===== INPUT

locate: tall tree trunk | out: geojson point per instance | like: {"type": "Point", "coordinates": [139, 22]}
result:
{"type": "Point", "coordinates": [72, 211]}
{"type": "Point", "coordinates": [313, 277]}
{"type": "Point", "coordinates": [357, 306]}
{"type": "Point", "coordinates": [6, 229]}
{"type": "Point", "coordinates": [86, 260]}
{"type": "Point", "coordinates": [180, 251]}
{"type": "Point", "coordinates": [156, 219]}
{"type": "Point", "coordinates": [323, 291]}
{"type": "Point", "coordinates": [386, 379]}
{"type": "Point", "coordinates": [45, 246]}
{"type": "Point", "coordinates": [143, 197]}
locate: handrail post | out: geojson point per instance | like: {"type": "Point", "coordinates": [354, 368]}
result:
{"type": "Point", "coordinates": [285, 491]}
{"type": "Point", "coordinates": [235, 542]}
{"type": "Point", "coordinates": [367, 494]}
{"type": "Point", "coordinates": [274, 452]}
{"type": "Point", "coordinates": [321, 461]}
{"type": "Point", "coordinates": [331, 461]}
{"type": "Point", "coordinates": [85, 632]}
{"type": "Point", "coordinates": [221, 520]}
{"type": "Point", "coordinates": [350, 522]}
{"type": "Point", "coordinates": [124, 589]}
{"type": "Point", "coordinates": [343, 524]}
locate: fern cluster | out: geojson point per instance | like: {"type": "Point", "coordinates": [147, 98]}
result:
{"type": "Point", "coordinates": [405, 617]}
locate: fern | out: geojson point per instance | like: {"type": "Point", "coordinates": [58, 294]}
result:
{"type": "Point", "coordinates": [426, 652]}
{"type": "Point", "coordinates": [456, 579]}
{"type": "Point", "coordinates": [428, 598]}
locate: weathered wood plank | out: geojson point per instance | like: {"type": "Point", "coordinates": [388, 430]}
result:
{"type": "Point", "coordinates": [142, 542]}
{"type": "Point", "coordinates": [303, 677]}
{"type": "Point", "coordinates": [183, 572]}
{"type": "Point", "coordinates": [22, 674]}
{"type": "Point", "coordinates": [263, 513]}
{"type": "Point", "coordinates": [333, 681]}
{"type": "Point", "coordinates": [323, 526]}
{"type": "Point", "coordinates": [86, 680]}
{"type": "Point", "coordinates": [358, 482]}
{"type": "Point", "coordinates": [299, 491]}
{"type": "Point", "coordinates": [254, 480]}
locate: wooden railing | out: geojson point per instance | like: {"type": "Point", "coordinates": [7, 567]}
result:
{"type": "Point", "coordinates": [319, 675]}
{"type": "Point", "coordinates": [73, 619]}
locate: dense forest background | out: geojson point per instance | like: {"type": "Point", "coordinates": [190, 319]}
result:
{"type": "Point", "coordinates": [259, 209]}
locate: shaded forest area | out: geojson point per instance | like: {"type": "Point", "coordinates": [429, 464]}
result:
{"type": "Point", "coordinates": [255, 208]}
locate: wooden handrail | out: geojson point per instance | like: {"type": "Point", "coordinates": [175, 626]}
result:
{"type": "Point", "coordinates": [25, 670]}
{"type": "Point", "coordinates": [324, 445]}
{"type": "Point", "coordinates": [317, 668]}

==========

- **WRITTEN INSTRUCTION**
Copy these rows word for word.

- **ANSWER TO THIS EXERCISE**
locate: tall tree trunk | out: geojson point per instance | like: {"type": "Point", "coordinates": [139, 22]}
result:
{"type": "Point", "coordinates": [72, 211]}
{"type": "Point", "coordinates": [313, 277]}
{"type": "Point", "coordinates": [357, 306]}
{"type": "Point", "coordinates": [6, 229]}
{"type": "Point", "coordinates": [86, 260]}
{"type": "Point", "coordinates": [180, 251]}
{"type": "Point", "coordinates": [156, 219]}
{"type": "Point", "coordinates": [323, 291]}
{"type": "Point", "coordinates": [386, 379]}
{"type": "Point", "coordinates": [45, 246]}
{"type": "Point", "coordinates": [143, 197]}
locate: handrail post | out: geojson point per instance | like: {"type": "Point", "coordinates": [354, 368]}
result:
{"type": "Point", "coordinates": [285, 491]}
{"type": "Point", "coordinates": [235, 542]}
{"type": "Point", "coordinates": [367, 494]}
{"type": "Point", "coordinates": [274, 452]}
{"type": "Point", "coordinates": [321, 461]}
{"type": "Point", "coordinates": [331, 461]}
{"type": "Point", "coordinates": [85, 632]}
{"type": "Point", "coordinates": [221, 520]}
{"type": "Point", "coordinates": [350, 522]}
{"type": "Point", "coordinates": [124, 589]}
{"type": "Point", "coordinates": [343, 524]}
locate: fern cluster | out: geojson point per instance | like: {"type": "Point", "coordinates": [147, 98]}
result:
{"type": "Point", "coordinates": [405, 617]}
locate: fern | out: geojson point per instance | like: {"type": "Point", "coordinates": [58, 294]}
result:
{"type": "Point", "coordinates": [426, 652]}
{"type": "Point", "coordinates": [456, 579]}
{"type": "Point", "coordinates": [428, 598]}
locate: weathered wood plank | out: geojson point per instance | like: {"type": "Point", "coordinates": [388, 430]}
result:
{"type": "Point", "coordinates": [142, 542]}
{"type": "Point", "coordinates": [303, 677]}
{"type": "Point", "coordinates": [183, 572]}
{"type": "Point", "coordinates": [22, 674]}
{"type": "Point", "coordinates": [263, 513]}
{"type": "Point", "coordinates": [333, 681]}
{"type": "Point", "coordinates": [323, 526]}
{"type": "Point", "coordinates": [86, 680]}
{"type": "Point", "coordinates": [358, 482]}
{"type": "Point", "coordinates": [299, 491]}
{"type": "Point", "coordinates": [254, 480]}
locate: wooden railing | out: geojson point per instance | like: {"type": "Point", "coordinates": [7, 567]}
result:
{"type": "Point", "coordinates": [319, 675]}
{"type": "Point", "coordinates": [73, 619]}
locate: dense forest background | out: geojson point per instance | like: {"type": "Point", "coordinates": [190, 319]}
result:
{"type": "Point", "coordinates": [259, 209]}
locate: shaded forest area | out: geojson point per instance | like: {"type": "Point", "coordinates": [429, 464]}
result:
{"type": "Point", "coordinates": [255, 208]}
locate: wooden handrail | out: geojson point per instance | like: {"type": "Point", "coordinates": [175, 626]}
result:
{"type": "Point", "coordinates": [25, 670]}
{"type": "Point", "coordinates": [324, 445]}
{"type": "Point", "coordinates": [317, 668]}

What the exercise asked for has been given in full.